[begin SUPPLIED PASSAGE]

English Sentence Structure - English Grammar Lesson

English Sentence Structure - English Grammar Lesson

28.Jun.2021

Hi, I’m Olivier.
Welcome to Oxford Online English!
In this lesson, you can learn about sentence structure in English.
You’ll learn how to construct all kinds of sentences in English, from the simplest
possible sentences, to long, complex sentences which contain many different ideas.
To begin, a question:
What’s the simplest sentence you can make in English?
What does every sentence in English need?
Every sentence needs a verb.
The simplest sentence is an imperative, which means when you tell someone to do something.
For example:
Run!
Leave!
Work!
These are the simplest complete sentences you can make in English; they’re just one
word long!
Of course, most sentences are longer than this.
Most sentences that are longer than one word also need a noun before the verb.
This noun is the subject.
With a subject plus a verb, you can make simple sentences like:
He runs.
She left.
They’re working.
You can see that the verb can be in different forms: past or present, simple or continuous.
The verb form doesn’t change the structure of the sentence.
These are all the same: subject plus verb.
Of course, these sentences aren’t very interesting.
You can’t say much with short sentences like these.
Let’s add a little more information.
Take the sentence he runs.
What could you add after runs to make it longer?
You could add an adverb of place:
He runs around the park.
You could add an adverb of time:
He runs every morning.
You could add both:
He runs around the park every morning.
You could add an adverb of manner:
He runs slowly.
You can see that you have many choices, but your choices are also limited.

[end SUPPLIED PASSAGE]
[begin DATASET ROWS]

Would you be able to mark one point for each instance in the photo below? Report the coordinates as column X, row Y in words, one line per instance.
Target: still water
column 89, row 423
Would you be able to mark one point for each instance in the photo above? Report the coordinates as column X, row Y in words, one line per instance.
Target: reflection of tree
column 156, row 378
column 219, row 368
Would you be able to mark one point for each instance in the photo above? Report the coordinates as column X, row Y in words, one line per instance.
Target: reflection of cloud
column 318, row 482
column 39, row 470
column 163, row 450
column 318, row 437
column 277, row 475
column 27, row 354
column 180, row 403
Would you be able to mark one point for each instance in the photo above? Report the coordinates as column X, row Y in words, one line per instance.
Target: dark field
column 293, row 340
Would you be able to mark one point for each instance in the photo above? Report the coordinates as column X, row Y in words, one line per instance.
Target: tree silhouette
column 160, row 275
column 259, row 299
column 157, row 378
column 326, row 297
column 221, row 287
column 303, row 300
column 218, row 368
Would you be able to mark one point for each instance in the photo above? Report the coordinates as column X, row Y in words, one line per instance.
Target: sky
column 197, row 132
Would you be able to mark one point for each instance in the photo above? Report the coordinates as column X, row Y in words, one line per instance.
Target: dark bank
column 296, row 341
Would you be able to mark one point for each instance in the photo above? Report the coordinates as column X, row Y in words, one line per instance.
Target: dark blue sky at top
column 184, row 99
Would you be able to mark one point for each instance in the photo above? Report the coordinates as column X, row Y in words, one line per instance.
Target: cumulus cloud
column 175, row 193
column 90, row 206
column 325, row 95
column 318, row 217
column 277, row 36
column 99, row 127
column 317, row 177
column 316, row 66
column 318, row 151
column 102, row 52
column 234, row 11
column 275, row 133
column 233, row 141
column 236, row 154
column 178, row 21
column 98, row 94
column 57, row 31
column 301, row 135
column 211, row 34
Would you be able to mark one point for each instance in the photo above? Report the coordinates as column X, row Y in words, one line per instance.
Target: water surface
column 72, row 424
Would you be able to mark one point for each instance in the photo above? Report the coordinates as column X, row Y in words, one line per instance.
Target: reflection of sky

[end DATASET ROWS]

-- AIM OF THE EXERCISE --
Reproduce the passage from the sentence structure lesson, starting at "Every sentence needs" and ending at "before the verb.".

-- TASK SOLUTION --
Every sentence needs a verb.
The simplest sentence is an imperative, which means when you tell someone to do something.
For example:
Run!
Leave!
Work!
These are the simplest complete sentences you can make in English; they’re just one
word long!
Of course, most sentences are longer than this.
Most sentences that are longer than one word also need a noun before the verb.